Point-per-instance localization data:
******************************

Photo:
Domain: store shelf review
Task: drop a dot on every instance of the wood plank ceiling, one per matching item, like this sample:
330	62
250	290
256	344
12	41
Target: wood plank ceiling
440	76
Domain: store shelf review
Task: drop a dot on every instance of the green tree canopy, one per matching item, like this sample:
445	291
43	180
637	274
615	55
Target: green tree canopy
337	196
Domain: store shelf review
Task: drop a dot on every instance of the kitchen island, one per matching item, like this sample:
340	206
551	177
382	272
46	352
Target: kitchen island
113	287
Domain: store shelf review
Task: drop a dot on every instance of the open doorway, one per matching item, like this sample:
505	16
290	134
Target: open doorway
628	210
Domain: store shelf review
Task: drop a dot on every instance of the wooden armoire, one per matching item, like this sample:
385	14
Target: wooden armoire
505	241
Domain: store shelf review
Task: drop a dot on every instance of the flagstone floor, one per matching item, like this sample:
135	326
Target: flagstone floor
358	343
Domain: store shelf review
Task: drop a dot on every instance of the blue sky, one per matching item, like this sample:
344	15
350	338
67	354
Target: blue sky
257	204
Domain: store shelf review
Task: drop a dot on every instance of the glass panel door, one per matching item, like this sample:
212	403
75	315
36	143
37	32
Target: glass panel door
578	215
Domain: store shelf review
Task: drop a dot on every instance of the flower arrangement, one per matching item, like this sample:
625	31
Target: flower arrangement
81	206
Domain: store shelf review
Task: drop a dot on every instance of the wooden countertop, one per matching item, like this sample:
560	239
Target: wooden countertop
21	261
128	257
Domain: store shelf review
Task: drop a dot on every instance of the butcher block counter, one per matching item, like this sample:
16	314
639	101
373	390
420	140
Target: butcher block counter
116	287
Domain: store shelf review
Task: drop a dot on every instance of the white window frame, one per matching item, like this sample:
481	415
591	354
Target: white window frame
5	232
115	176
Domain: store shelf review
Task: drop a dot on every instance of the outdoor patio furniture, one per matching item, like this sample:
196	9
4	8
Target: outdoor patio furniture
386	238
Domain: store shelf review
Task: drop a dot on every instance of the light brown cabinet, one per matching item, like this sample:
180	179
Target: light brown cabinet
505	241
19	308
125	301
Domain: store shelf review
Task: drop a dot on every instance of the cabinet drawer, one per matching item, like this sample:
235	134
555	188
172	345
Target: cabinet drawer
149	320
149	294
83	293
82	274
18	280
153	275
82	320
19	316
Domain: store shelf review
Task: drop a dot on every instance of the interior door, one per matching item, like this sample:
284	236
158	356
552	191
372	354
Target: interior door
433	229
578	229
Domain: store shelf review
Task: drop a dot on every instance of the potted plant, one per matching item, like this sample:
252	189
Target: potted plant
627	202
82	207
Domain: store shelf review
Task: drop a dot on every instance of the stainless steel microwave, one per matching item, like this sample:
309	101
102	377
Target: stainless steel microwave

******************************

### YOUR INSTRUCTIONS
Your response must contain all of the records, copied exactly.

### RESULT FOR THIS EXERCISE
Photo:
Domain: store shelf review
Task: drop a dot on every instance of the wood plank ceiling, one per matching item, like this sample:
330	62
250	290
256	344
12	41
Target: wood plank ceiling
440	76
Domain: store shelf review
Task: drop a dot on every instance of the green tree canopy, one per matching item, like this sample:
445	291
43	180
637	274
615	55
Target: green tree canopy
337	196
Domain: store shelf review
Task: drop a dot on every instance of the kitchen island, one per matching item, like this sample:
340	206
551	177
382	272
46	352
Target: kitchen island
113	287
Domain: store shelf review
Task: drop a dot on every instance of the open doorway, one per matching item, like this sample:
505	16
290	134
Target: open doorway
628	210
Domain: store shelf review
Task: drop a dot on every instance of the wooden armoire, one per matching item, like this sample:
385	14
Target: wooden armoire
505	241
Domain: store shelf review
Task: drop a dot on every instance of the flagstone floor, one per matching item, like this sample:
135	326
Target: flagstone floor
358	343
Domain: store shelf review
Task: drop a dot on every instance of the blue sky, one per matching item, like this sample:
344	15
350	338
67	354
Target: blue sky
257	204
Domain: store shelf review
Task: drop a dot on every instance of the glass panel door, one per matching item, like this sample:
212	403
75	315
36	143
37	32
Target: glass panel door
578	215
Domain: store shelf review
Task: drop a dot on every instance of the flower arrangement, one per matching item, like this sample:
625	31
Target: flower arrangement
81	206
Domain: store shelf review
Task: drop a dot on every instance of the wooden countertop, one per matching item, like this sample:
560	239
Target: wooden countertop
21	261
128	257
Domain: store shelf review
Task: drop a dot on every instance of the butcher block counter, one per matching item, like this sample:
16	314
639	101
373	390
420	140
Target: butcher block counter
116	287
Domain: store shelf review
Task: drop a dot on every instance of the white window frame, one per matching item, like this sample:
481	415
591	354
Target: white window frame
5	232
115	176
Domain: store shelf review
Task: drop a dot on every instance of the outdoor patio furniture, one per matching item, like this sample:
196	9
4	8
Target: outdoor patio furniture
386	238
Domain: store shelf review
Task: drop a dot on every instance of the light brown cabinet, one per matching item, like this sample:
180	179
Target: light brown cabinet
505	241
19	308
125	301
Domain: store shelf review
Task: drop a dot on every instance of the cabinet drawer, one per matching item, like this sample:
235	134
555	188
172	345
Target: cabinet drawer
149	320
149	294
83	293
82	274
18	280
153	275
82	320
19	316
Domain: store shelf review
Task: drop a dot on every instance of the interior door, one per matching item, like this sample:
284	236
158	356
552	191
372	354
Target: interior door
433	229
578	229
Domain: store shelf review
Task: drop a dot on every instance of the potted plant, one per matching item, like this sample:
252	189
Target: potted plant
627	202
82	207
Domain: store shelf review
Task: drop a dot on every instance of the stainless steel microwave, one per matching item, like this sample:
309	101
102	377
Target: stainless steel microwave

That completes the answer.